■ Instructions for the task ■
Select, from the data, each line where "mask" occurs.
====
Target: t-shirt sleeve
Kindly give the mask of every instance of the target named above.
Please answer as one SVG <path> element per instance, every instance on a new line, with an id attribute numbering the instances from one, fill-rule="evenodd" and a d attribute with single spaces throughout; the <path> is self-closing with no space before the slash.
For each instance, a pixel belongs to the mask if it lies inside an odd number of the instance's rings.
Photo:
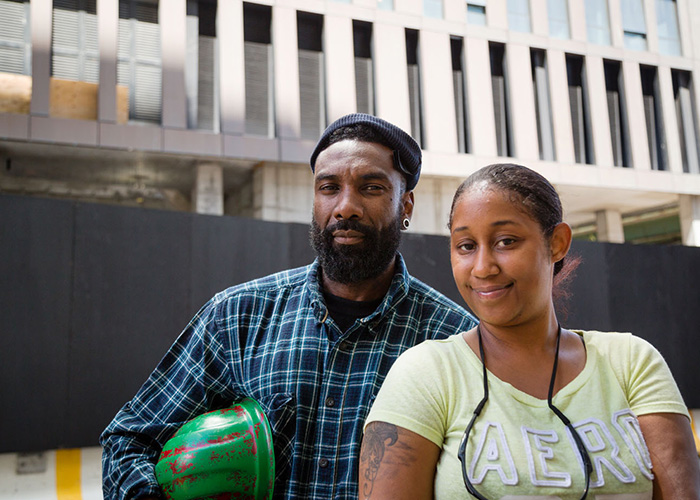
====
■ Written solution ■
Kindly give the mask of every instance of the target named above.
For each instance, a pixel belongs to the mask if it lies inside an odd number of the instance's rings.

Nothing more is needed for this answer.